RECORD EXTRACTS:
start

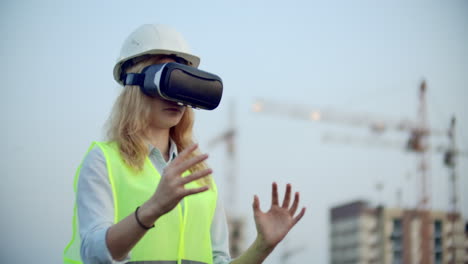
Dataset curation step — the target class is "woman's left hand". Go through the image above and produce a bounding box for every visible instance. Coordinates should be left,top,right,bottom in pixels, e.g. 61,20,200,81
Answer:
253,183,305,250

end
start

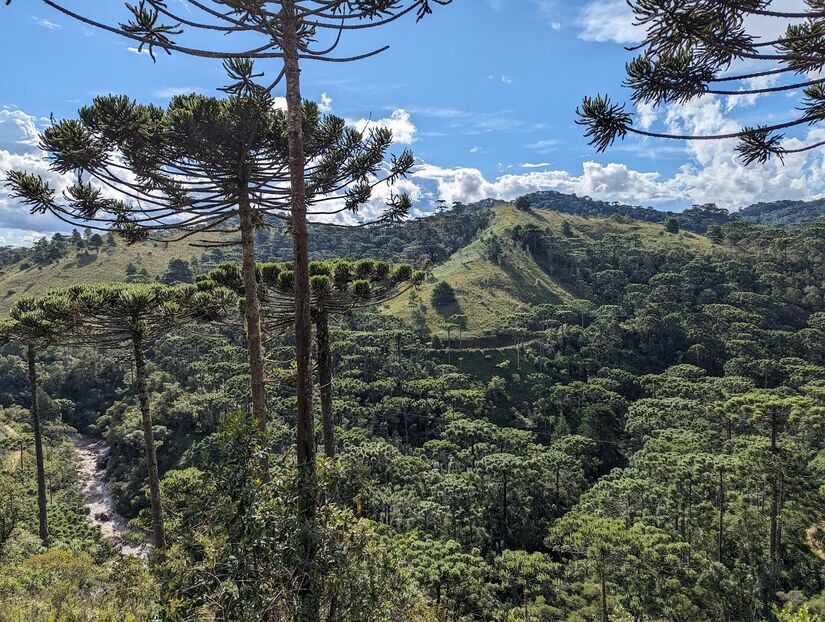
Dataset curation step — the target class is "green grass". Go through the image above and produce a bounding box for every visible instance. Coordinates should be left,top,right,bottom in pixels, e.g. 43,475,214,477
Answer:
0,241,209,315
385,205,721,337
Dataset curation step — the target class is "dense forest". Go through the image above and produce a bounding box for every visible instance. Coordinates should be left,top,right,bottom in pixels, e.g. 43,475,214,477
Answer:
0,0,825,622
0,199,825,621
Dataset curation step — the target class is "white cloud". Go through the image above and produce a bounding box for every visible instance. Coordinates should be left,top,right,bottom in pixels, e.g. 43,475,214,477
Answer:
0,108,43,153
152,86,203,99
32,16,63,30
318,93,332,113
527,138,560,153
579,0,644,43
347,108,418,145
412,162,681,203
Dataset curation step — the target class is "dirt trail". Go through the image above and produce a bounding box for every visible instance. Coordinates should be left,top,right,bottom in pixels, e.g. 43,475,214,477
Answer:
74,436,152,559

end

WHAT IS ASKED:
Pull out every line of the listing above that contains the word "should", and copy each one unchanged.

SOLUTION:
Dataset curation step — the target class is "woman's left hand". Go through the image above and produce a bounding box for every visible instance. Coordinates should be left,top,right,bottom in pixels, e.g. 61,20,200,81
Dataset curation step — the target class is "green grass". Go through the image above and produce a bounding box for every visible instance. Coordinates should be left,top,right,bottom in pixels, e.g. 43,475,214,477
Dataset curation step — the target class is "dense forest". Go through the image above and produce a bounding box for every visible instance. Coordinates should be left,top,right,bottom in pixels, e.g. 43,475,214,477
Dataset curation step — the target class is "white cloud". Go through the image above and produce a bounding box for every visible instance. Coordinates should be left,top,right,bottom in pixels, e.g. 43,475,214,477
Dataset curation step — the target class is "dirt trail". Go through the image above and produce a bounding box for every visible instance. Coordinates should be left,top,right,bottom in pixels, e.g. 43,475,214,477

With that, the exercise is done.